**EXTRAIT DE PAGE**:
↓↓↓

« Oui, la Chine, ça te creuse aussi la tête. Comme la pelle mécanique crève le tarmac de Pékin. Ça te met à cru, ça te déchiquète. Et ça t’abandonne hagarde et désossée sur le bord du clavier, étrangère à toi-même et totale solitaire, tatouée d’idéogrammes rouges, le cerveau enivré d’images aussi fiévreuses qu’une bande de chiens enragés. »
Isabelle Wéry est partie écrire en Chine. Elle nous envoie un selfie qui excède la taille d’un smartphone. En long et en large, elle nous fait part de son expérience chinoise : sons, odeurs, couleurs et affects frictionnent, fusionnent, tournent autour de motifs comme autant d’instantanés qui s’emparent du corps et de la langue.
Qu’est-ce qu’écrire dans un pays à la fois étranger à soi et proche de soi? Qu’est-ce voir son propre alphabet déstabilisé par une succession de traits ? Qu’est-ce qu’entendre ses propres phonèmes changer de ton ? Qu’est-ce que vivre la Chine ?
Voyage en Chine, trip dans l’univers stratifié de la sensorialité, superposition de dispositifs, de temps et de lieux – l’autrice livre dans ce Selfie de Chine une exploration protéiforme, à l’image du trouble qu’infuse la Chine jusqu’au cœur de l’écriture.

↑↑↑

**ÉPREUVES**:
(a) Recopiez mot pour mot la présentation de Selfie de Chine, depuis « Isabelle Wéry est » jusqu'à « de la langue. » inclus.
(b) Répondez brièvement à ces questions sur la présentation de Selfie de Chine :
(i) Où Isabelle Wéry est-elle partie écrire ?
(ii) Dans la citation d'ouverture, que crève la pelle mécanique ?
(iii) Quels sont les quatre éléments qui frictionnent et fusionnent ?

**JEU DE DONNÉES**:
↓↓↓

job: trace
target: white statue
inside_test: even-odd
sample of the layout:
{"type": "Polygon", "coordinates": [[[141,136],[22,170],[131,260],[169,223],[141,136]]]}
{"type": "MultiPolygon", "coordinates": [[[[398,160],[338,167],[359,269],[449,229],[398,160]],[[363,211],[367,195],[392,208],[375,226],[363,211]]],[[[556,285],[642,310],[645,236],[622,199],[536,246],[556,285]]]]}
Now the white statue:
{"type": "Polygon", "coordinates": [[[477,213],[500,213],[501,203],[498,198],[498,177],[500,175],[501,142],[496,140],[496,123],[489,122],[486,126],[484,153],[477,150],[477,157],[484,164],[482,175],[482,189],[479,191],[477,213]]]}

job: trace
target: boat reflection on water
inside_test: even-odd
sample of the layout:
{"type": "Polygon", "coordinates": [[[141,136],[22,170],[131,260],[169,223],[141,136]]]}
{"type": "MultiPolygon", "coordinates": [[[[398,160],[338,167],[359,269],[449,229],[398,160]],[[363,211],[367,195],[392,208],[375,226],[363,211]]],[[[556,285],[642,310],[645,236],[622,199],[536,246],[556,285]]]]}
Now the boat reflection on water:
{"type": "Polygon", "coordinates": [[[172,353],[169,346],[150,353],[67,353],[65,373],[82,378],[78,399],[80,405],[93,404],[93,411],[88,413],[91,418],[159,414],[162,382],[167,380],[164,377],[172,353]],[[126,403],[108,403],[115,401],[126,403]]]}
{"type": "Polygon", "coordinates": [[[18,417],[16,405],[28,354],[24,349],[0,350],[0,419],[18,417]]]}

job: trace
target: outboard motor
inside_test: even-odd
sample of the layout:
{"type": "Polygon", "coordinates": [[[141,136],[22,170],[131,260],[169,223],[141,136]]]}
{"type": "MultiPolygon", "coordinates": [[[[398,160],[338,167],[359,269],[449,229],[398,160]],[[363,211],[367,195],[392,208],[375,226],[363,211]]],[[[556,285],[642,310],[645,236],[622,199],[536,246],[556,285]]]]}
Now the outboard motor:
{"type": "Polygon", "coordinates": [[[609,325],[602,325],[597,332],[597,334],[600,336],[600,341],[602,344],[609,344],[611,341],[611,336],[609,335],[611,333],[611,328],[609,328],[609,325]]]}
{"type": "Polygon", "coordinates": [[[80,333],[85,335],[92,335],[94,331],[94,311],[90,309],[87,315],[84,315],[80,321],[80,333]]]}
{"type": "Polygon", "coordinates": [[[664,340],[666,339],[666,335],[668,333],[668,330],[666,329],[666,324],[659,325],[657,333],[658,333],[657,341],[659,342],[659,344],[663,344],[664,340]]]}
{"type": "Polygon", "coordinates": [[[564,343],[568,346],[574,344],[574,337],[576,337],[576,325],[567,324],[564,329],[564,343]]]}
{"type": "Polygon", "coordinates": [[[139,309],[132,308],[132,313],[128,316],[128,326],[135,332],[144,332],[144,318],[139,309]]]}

↑↑↑

**RÉSULTATS PAR TÂCHE**:
(a)
Isabelle Wéry est partie écrire en Chine. Elle nous envoie un selfie qui excède la taille d’un smartphone. En long et en large, elle nous fait part de son expérience chinoise : sons, odeurs, couleurs et affects frictionnent, fusionnent, tournent autour de motifs comme autant d’instantanés qui s’emparent du corps et de la langue.

(b)
(i) En Chine.
(ii) Le tarmac de Pékin.
(iii) Les sons, les odeurs, les couleurs et les affects.